====== Passage shown ======

Closed jpmeijers closed 4 years ago

jpmeijers commented 4 years ago

I have a piece of code that subscribes to RabbitMQ, pushes the data to a go channel, another goroutine listens on the channel for messages and inserts the messages into a database: https://github.com/ttnmapper/mysql-insert-raw/blob/master/main.go#L104

The full architecture of the test system is:

+----------------+     +----------+     +------------+     +----------------+
| Python program | --> | RabbitMQ | --> | Go program | --> | MySQL/Postgres |
+----------------+     +----------+     +------------+     +----------------+

After running for a while the Python program has published 1.5 million messages. At the same time the go program has inserted 1 million messages into the database. The expected behaviour is that the 500'000 messages that has not yet bee inserted is still in the queue. If one however stops the go program and restart it, there is nothing in RabbitMQ's queue. Which means that the go program already read everything from rabbit and cached it internally. My channels are all defined with size 1, so it can't be cached there. It seems like it is cached internally in the amqp library.

To confirm this one can also see that the memory usage of the go program increases as the difference between published messages and database inserted messages increase.

How can one disable this internal caching of messages in the amqp library, so that messages won't get lost when the go program crashes?

lukebakken commented 4 years ago

You are making a serious mistake by using auto-ack in your code. If your code crashes, all messages that have been delivered to it but not yet processed will be lost.

You should use channel prefetch and manual acknowledgement. Prefetch limits the number of un-acked messages sent to your consumer. Manual acks mean that you tell RabbitMQ when you are done processing the message (i.e. inserting records into the database).

These concepts are explained in RabbitMQ's documentation and tutorials.

Finally, questions like this should be asked on the rabbitmq-users mailing list. More people will read it to give assistance, and others can learn from it.

jpmeijers commented 4 years ago

These concepts are explained in RabbitMQ's documentation and tutorials.

I tried reading them, but they're very difficult to understand. What I know about AMQP/RabbitMQ is what I've learned from this library's examples.

Finally, questions like this should be asked on the rabbitmq-users mailing list.

I disagree. Having to subscribe to a mailing list for a single time question doesn't seem right. I think a better place is asking the question on Stackoverflow.

Thanks a lot for your clear answer!

lukebakken commented 4 years ago

I tried reading them, but they're very difficult to understand.

If you have specific suggestions about what can be improved, we're always willing to improve our documentation. Please let us (the RabbitMQ engineering team) know what difficulty you had by either opening an issue (https://github.com/rabbitmq/rabbitmq-website/issues) or posting a message to the mailing list.

The RabbitMQ engineering team monitors the mailing list first and foremost. We check stack overflow once in a while, and the questions and discussion there are poorer quality when compared to rabbitmq-users. Stack overflow is not suited for back-and-forth discussion, either.

====== Data lines ======

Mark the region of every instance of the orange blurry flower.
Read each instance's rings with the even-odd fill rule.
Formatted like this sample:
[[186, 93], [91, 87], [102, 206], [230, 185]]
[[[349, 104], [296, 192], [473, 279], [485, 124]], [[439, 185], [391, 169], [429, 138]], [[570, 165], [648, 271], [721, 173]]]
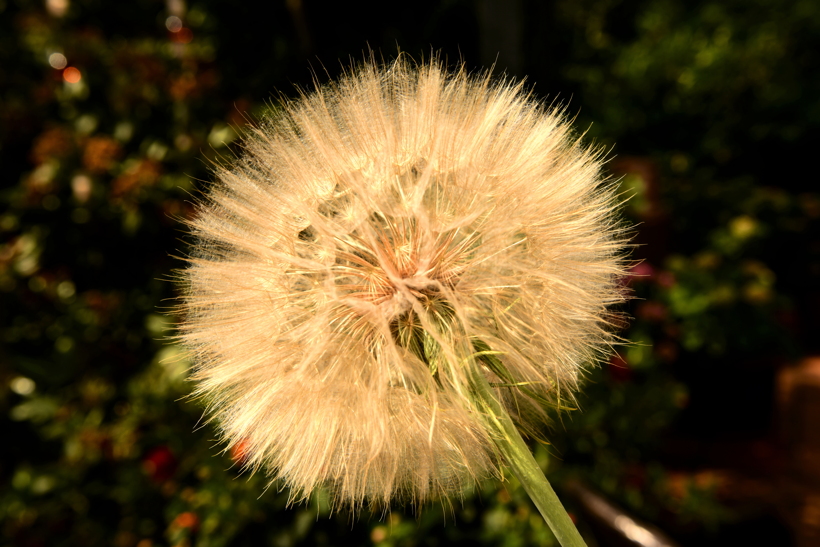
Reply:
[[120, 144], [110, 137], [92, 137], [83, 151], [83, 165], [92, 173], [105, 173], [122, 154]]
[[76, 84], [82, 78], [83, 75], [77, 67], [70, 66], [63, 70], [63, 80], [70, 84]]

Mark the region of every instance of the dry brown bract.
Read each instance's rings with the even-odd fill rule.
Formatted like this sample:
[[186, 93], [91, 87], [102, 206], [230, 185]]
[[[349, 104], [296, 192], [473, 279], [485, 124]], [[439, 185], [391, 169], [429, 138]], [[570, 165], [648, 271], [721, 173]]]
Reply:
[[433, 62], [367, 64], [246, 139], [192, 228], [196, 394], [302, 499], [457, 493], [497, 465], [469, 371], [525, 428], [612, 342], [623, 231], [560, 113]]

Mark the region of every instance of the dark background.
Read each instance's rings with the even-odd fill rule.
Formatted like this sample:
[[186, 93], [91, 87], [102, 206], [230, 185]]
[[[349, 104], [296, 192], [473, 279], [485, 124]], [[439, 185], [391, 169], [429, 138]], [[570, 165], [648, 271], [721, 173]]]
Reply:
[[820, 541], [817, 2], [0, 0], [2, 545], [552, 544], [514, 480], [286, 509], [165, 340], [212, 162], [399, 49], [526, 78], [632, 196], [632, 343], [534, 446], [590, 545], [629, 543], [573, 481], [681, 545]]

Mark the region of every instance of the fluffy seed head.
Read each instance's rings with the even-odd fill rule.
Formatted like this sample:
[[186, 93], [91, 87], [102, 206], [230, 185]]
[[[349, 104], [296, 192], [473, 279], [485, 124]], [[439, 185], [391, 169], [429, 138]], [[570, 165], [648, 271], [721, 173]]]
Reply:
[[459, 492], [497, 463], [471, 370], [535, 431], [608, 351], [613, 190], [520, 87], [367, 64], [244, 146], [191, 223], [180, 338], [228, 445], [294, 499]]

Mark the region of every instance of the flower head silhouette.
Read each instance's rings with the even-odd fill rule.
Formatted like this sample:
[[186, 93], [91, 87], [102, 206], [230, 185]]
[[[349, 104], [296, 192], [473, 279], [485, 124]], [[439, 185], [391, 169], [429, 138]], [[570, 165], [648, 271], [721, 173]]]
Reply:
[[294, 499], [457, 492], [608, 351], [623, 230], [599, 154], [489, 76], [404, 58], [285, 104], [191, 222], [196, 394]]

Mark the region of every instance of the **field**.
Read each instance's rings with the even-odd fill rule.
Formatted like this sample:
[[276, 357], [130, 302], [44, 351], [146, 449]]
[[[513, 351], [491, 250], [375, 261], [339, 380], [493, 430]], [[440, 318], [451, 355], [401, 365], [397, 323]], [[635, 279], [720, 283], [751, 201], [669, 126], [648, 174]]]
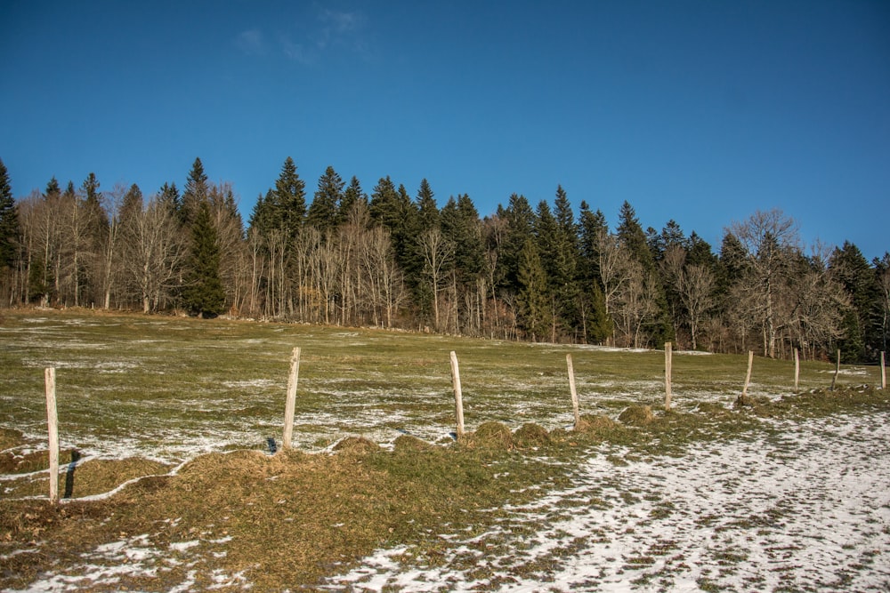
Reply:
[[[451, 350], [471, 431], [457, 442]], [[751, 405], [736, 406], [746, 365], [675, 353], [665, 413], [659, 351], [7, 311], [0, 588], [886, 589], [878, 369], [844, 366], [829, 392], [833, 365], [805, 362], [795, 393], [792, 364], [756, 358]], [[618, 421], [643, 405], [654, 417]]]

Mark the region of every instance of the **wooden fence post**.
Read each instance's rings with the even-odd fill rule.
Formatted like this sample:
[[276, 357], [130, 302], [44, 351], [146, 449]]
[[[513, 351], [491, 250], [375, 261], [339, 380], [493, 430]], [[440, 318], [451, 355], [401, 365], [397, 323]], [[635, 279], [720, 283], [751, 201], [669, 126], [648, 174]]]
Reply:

======

» Exercises
(a) In the RabbitMQ thread, how many messages had the Python program published by the time the Go program had inserted 1 million into the database?
(b) Reproduce the RabbitMQ thread from "After running for" up to and including "go program crashes?".

» Complete answers
(a) 1.5 million messages.

(b)
After running for a while the Python program has published 1.5 million messages. At the same time the go program has inserted 1 million messages into the database. The expected behaviour is that the 500'000 messages that has not yet bee inserted is still in the queue. If one however stops the go program and restart it, there is nothing in RabbitMQ's queue. Which means that the go program already read everything from rabbit and cached it internally. My channels are all defined with size 1, so it can't be cached there. It seems like it is cached internally in the amqp library.

To confirm this one can also see that the memory usage of the go program increases as the difference between published messages and database inserted messages increase.

How can one disable this internal caching of messages in the amqp library, so that messages won't get lost when the go program crashes?